Exercise
Rewrite the data from the line with "Pass-network tagging: label the teal" up to and including the line with "[(452, 480), (440, 395), (853, 377), (65, 154)]", changing "utility pole" to "telephone pole" and leaving everything else as it is.

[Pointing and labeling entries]
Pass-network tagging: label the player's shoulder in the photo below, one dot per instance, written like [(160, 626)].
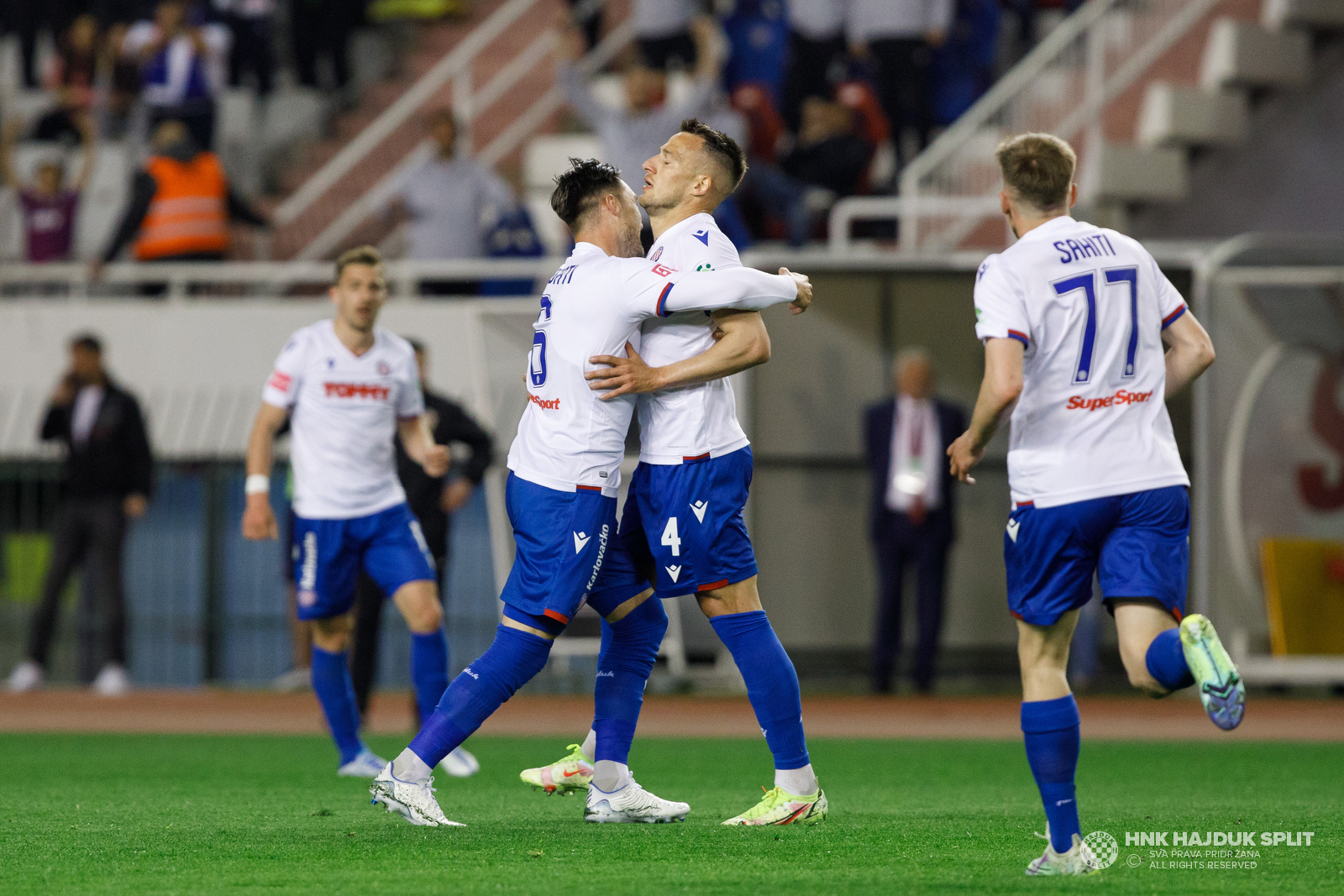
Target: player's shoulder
[(394, 344)]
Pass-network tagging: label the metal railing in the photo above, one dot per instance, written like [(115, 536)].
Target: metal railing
[(1063, 87)]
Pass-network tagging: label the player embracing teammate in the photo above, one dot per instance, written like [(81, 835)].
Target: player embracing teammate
[(685, 512), (1073, 318), (564, 469)]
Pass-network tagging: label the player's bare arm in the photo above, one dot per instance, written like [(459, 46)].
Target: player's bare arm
[(1189, 354), (998, 391), (259, 519), (743, 342), (420, 445)]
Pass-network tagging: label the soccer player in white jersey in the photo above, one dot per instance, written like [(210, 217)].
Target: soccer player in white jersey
[(1073, 318), (349, 387), (685, 512), (564, 468)]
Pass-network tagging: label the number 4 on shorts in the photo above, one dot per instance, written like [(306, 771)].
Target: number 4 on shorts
[(669, 537)]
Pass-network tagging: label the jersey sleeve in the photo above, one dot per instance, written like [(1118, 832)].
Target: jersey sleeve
[(281, 389), (410, 401), (1000, 304), (658, 291), (1169, 302)]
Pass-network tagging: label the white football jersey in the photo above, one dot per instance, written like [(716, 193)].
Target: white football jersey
[(595, 304), (343, 419), (1090, 305), (699, 419)]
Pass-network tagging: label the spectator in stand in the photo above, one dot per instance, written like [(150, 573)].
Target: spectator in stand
[(252, 24), (322, 29), (897, 39), (632, 134), (827, 163), (816, 50), (663, 34), (433, 501), (452, 202), (913, 517), (47, 206), (107, 481), (181, 67), (181, 204)]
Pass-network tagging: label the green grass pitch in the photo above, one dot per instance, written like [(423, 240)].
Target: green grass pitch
[(266, 815)]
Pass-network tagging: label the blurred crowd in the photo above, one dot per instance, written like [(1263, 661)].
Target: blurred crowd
[(832, 98)]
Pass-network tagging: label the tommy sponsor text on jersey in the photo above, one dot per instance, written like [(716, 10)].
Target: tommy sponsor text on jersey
[(343, 418), (570, 438), (1089, 305), (698, 419)]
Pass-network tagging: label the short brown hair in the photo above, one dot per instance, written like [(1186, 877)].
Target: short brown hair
[(360, 255), (1038, 170), (722, 149)]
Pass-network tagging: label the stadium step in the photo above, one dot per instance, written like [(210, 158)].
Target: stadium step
[(1242, 54), (1178, 116)]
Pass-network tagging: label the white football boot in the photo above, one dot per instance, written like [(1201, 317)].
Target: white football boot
[(112, 681), (460, 763), (366, 765), (1079, 860), (631, 804), (26, 676), (413, 802)]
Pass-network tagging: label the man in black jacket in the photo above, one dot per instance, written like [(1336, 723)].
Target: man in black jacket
[(433, 500), (107, 479), (913, 511)]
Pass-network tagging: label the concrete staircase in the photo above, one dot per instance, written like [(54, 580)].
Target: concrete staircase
[(1200, 96), (430, 45)]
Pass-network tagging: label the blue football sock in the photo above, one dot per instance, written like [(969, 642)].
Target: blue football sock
[(1050, 728), (481, 688), (629, 651), (1166, 661), (336, 694), (772, 683), (429, 671)]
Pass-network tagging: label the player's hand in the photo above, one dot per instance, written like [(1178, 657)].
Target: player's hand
[(964, 456), (134, 506), (454, 495), (259, 519), (622, 375), (436, 461), (804, 285)]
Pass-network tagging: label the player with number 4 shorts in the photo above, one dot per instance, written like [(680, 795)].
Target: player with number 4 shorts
[(683, 516), (564, 469), (1073, 318)]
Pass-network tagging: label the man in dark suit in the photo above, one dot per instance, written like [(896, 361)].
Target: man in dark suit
[(105, 483), (433, 500), (913, 517)]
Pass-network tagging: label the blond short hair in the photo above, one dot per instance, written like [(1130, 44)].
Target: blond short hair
[(360, 255), (1038, 170)]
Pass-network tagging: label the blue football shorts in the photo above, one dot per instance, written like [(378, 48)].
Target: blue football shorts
[(1137, 546), (329, 553), (685, 521), (568, 553)]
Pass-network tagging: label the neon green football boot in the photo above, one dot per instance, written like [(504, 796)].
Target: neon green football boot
[(569, 775), (781, 808), (1221, 688)]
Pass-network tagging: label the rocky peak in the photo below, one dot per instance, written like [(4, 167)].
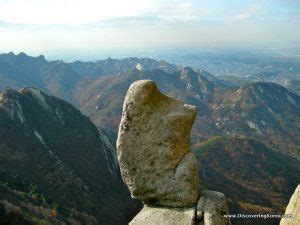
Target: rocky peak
[(156, 162)]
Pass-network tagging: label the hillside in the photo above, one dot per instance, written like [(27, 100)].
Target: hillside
[(263, 111), (52, 157), (255, 178)]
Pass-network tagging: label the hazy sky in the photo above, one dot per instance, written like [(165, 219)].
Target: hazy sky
[(58, 26)]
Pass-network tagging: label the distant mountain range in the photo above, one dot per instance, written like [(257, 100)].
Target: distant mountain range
[(55, 166), (250, 116)]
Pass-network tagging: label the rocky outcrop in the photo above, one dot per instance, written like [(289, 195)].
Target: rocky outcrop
[(165, 216), (156, 164), (292, 211), (211, 208), (153, 147)]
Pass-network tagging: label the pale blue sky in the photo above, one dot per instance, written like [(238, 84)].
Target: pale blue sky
[(48, 26)]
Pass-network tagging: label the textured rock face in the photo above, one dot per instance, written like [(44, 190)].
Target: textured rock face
[(293, 209), (153, 147), (211, 208), (165, 216)]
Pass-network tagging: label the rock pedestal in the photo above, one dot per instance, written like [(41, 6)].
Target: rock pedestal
[(153, 147), (156, 163)]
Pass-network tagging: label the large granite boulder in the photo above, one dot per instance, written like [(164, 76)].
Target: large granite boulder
[(292, 212), (153, 147), (211, 208)]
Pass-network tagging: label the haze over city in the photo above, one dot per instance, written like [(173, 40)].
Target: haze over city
[(90, 27)]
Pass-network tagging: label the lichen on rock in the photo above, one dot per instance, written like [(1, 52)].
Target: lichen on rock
[(153, 147)]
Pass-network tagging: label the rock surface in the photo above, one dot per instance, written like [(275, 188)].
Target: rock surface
[(164, 216), (293, 210), (211, 208), (153, 147)]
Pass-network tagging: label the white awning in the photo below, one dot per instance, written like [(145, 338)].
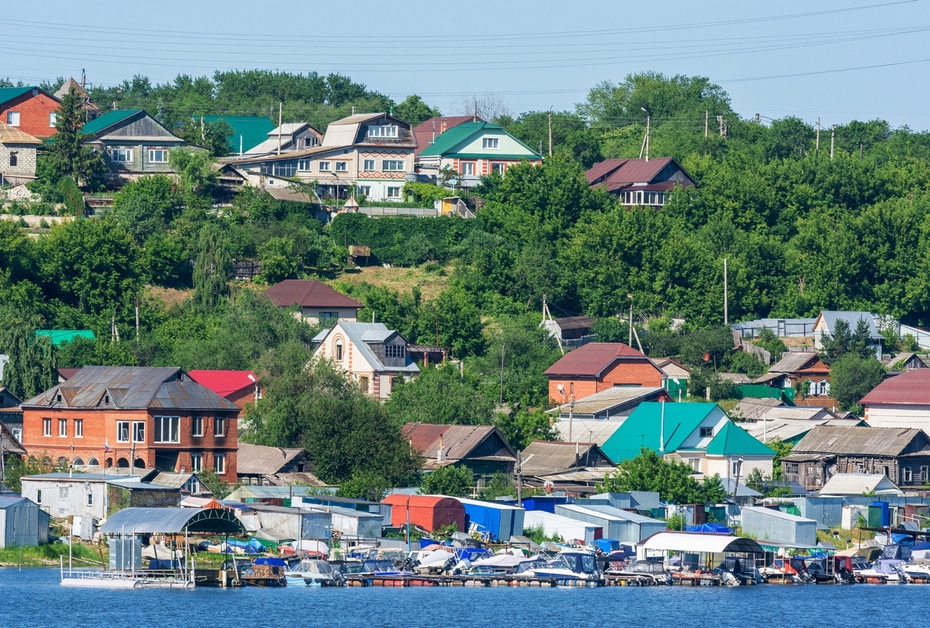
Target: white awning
[(700, 542)]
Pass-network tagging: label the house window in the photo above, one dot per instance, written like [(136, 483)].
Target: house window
[(122, 431), (383, 131), (167, 429), (121, 155), (138, 431)]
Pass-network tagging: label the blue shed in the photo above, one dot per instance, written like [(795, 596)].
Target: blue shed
[(498, 520)]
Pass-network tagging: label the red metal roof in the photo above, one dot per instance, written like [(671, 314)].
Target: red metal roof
[(308, 293), (427, 131), (592, 359), (910, 388), (224, 383)]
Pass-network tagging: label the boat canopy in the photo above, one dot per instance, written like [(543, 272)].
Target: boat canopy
[(699, 542), (172, 521)]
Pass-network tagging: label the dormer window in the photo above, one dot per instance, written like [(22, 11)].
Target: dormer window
[(385, 131)]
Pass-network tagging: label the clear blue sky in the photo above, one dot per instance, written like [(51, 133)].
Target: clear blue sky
[(787, 58)]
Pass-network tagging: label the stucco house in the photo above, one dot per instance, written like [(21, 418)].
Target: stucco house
[(370, 352)]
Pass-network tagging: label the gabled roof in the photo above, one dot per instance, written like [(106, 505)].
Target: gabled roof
[(732, 440), (910, 388), (426, 131), (252, 129), (852, 319), (464, 132), (592, 359), (869, 441), (111, 118), (308, 293), (225, 383), (130, 387), (261, 460), (11, 135)]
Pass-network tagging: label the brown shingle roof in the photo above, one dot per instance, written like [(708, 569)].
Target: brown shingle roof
[(308, 293), (592, 359)]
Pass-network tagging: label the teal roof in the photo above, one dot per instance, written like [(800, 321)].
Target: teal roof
[(732, 440), (642, 427), (58, 336), (107, 120), (253, 130), (9, 93), (463, 132)]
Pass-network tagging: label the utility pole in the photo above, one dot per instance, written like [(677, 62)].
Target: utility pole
[(280, 118), (550, 133)]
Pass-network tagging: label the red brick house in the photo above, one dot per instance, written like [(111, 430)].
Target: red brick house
[(155, 417), (29, 109), (240, 387), (598, 366)]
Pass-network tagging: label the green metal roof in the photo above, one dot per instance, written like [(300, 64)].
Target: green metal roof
[(107, 120), (461, 133), (642, 427), (9, 93), (252, 129), (58, 336), (732, 440)]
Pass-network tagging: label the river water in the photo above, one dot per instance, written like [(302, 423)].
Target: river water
[(33, 597)]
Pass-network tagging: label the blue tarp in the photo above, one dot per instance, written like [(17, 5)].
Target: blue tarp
[(710, 527)]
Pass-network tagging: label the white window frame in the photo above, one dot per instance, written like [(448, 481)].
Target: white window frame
[(173, 424), (138, 431), (154, 152), (121, 155)]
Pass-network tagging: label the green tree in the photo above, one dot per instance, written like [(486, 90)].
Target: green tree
[(452, 480), (440, 395), (853, 377), (65, 154)]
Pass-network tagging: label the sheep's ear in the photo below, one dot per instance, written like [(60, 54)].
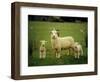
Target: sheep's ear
[(58, 32), (46, 41), (50, 32)]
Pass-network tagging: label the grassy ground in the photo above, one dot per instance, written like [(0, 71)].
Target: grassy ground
[(41, 31)]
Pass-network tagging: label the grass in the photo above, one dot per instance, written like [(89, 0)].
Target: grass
[(41, 31)]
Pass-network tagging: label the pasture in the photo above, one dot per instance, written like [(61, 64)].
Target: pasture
[(38, 30)]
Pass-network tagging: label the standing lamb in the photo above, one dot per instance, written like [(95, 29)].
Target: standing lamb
[(42, 49), (78, 50), (59, 43)]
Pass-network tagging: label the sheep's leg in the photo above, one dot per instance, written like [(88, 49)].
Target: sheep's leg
[(75, 55), (58, 55), (40, 55), (78, 55), (67, 51), (81, 52)]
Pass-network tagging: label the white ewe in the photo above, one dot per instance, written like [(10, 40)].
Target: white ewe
[(59, 43), (42, 49), (78, 50)]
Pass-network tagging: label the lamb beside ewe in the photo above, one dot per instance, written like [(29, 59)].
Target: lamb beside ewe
[(59, 43), (42, 49), (77, 50)]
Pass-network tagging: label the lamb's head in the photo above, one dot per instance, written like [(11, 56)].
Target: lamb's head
[(54, 34), (43, 42)]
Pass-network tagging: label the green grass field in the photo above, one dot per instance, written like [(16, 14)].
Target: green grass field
[(41, 31)]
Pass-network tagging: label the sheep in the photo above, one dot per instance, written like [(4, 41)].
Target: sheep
[(78, 50), (59, 43), (42, 49)]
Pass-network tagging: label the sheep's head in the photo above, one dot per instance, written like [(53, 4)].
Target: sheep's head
[(54, 34), (43, 42)]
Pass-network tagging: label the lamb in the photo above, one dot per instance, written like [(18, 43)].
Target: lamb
[(59, 43), (78, 50), (42, 49)]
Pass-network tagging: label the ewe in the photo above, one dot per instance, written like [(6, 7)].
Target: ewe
[(59, 43)]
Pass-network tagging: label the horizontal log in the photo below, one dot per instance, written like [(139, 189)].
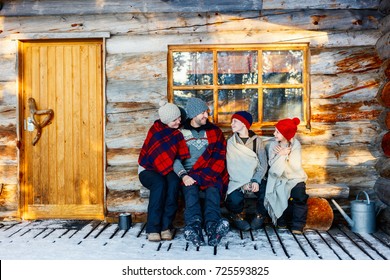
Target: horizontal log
[(382, 46), (344, 60), (8, 94), (180, 23), (362, 63), (382, 190), (385, 95), (384, 24), (55, 7), (123, 136), (120, 157), (134, 67), (362, 155), (341, 111), (120, 178), (351, 87), (125, 201), (383, 167), (340, 133), (385, 144), (353, 176), (144, 117), (357, 155), (327, 4), (384, 7), (316, 39), (136, 90), (327, 190)]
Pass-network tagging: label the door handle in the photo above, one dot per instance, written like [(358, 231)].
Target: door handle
[(38, 126)]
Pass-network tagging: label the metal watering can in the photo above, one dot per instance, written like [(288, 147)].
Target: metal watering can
[(363, 215)]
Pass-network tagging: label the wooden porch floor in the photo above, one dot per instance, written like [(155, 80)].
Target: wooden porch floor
[(46, 239)]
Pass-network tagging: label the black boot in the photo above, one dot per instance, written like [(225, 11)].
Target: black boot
[(239, 222), (215, 231), (193, 233), (257, 222)]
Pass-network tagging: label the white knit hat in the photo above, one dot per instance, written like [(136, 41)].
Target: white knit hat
[(168, 113)]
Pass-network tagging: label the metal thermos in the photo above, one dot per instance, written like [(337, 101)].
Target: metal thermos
[(124, 221)]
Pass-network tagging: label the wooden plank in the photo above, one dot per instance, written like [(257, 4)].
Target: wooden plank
[(335, 246), (9, 199), (7, 68), (8, 96), (365, 246)]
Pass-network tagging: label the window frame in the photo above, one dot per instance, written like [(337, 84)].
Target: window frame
[(215, 48)]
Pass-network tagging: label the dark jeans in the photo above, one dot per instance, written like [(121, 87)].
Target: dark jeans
[(162, 199), (296, 211), (196, 202), (235, 201)]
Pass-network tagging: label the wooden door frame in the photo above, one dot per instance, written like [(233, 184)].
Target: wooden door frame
[(19, 38)]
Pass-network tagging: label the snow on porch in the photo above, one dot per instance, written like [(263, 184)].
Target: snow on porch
[(96, 240)]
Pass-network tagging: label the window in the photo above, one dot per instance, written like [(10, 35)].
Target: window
[(269, 81)]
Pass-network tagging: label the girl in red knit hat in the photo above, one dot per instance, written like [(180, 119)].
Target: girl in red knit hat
[(286, 198)]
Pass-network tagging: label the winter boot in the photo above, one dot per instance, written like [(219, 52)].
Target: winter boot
[(257, 222), (193, 233), (239, 222), (216, 231)]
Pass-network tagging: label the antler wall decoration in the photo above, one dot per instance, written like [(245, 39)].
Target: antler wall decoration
[(38, 126)]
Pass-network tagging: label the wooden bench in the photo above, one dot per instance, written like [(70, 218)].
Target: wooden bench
[(327, 191)]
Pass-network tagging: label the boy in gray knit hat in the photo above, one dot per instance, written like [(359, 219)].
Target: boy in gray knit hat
[(204, 172), (163, 144)]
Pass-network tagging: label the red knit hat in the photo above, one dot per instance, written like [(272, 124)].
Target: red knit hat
[(245, 117), (288, 127)]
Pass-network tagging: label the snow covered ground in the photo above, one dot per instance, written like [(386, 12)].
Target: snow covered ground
[(53, 244)]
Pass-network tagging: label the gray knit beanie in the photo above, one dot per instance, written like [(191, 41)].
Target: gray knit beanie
[(195, 106), (168, 113)]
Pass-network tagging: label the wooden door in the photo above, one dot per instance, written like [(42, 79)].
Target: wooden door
[(62, 172)]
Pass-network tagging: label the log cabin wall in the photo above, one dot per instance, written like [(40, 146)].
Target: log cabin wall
[(382, 185), (343, 144)]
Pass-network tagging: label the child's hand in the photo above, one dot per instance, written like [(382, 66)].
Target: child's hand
[(255, 187), (282, 151), (188, 181)]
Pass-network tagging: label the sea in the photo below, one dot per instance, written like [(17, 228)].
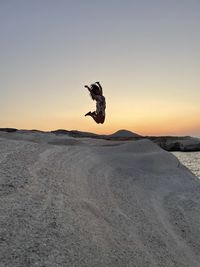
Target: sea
[(191, 160)]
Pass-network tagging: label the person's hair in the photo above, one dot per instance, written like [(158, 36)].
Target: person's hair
[(95, 90)]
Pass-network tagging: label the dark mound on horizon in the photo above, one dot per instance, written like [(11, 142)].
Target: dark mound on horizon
[(8, 130), (124, 134)]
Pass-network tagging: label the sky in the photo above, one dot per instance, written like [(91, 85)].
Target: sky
[(144, 53)]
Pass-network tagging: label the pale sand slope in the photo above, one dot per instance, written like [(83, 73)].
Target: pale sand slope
[(90, 203)]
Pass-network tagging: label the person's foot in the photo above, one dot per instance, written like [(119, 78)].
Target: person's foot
[(88, 114)]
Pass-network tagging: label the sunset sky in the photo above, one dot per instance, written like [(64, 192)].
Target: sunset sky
[(146, 54)]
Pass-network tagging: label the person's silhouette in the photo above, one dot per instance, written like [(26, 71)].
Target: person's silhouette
[(96, 93)]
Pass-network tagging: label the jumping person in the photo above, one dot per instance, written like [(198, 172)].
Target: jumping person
[(96, 93)]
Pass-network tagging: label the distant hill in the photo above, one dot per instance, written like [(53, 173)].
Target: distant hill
[(124, 134)]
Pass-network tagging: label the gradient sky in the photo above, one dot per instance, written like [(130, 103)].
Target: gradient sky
[(145, 54)]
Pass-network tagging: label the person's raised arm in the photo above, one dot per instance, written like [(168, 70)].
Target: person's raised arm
[(101, 89)]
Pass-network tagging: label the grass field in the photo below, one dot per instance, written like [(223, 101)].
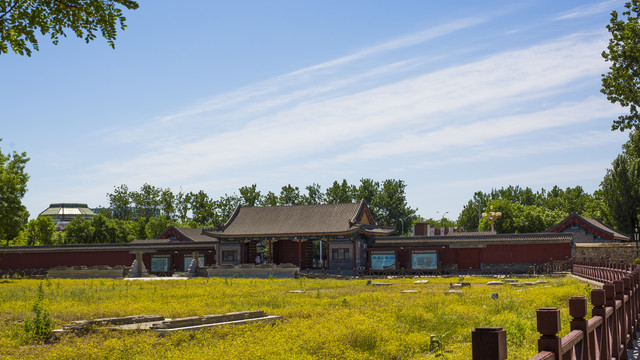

Problem solution
Pass-network tagging: label the teal roof in the photo above, one dot per instance, written like [(800, 321)].
Target: teal roof
[(732, 440), (642, 427), (58, 336), (107, 120), (253, 130), (9, 93), (463, 132)]
Pass-network tagging: label the telephone pole in the photo above, one dot per instance, written like [(677, 62)].
Target: telephone pole
[(280, 118), (550, 133)]
Pass-network tagging: label the red brick house in the photo above, one dot per instance, written like [(111, 430)].
Target: red brick house
[(155, 417), (29, 109), (240, 387), (598, 366)]
Pass-network tagging: label the green metal roof in the photo above, one dot per instance, written like [(300, 64)].
Target: green metal roof
[(107, 120), (461, 133), (642, 427), (9, 93), (252, 129), (58, 336), (732, 440)]
Pass-network tagging: label the river water in the photo above, one dot per instance, written like [(302, 423)].
Target: river water
[(33, 597)]
Pass-network tagging: label the blue tarp in the photo above, one dot per instance, written like [(17, 5)].
Target: blue tarp
[(710, 527)]
Pass-network tagging: label the white window frame in the photo above, one dot per instance, written like [(448, 481)].
Target: white window frame
[(173, 424), (138, 431), (154, 152), (121, 155)]
Pass-network tagging: label the green tree in the photo above, one dot per instance, written like [(486, 90)].
Target: green tree
[(452, 480), (440, 395), (853, 377), (65, 154)]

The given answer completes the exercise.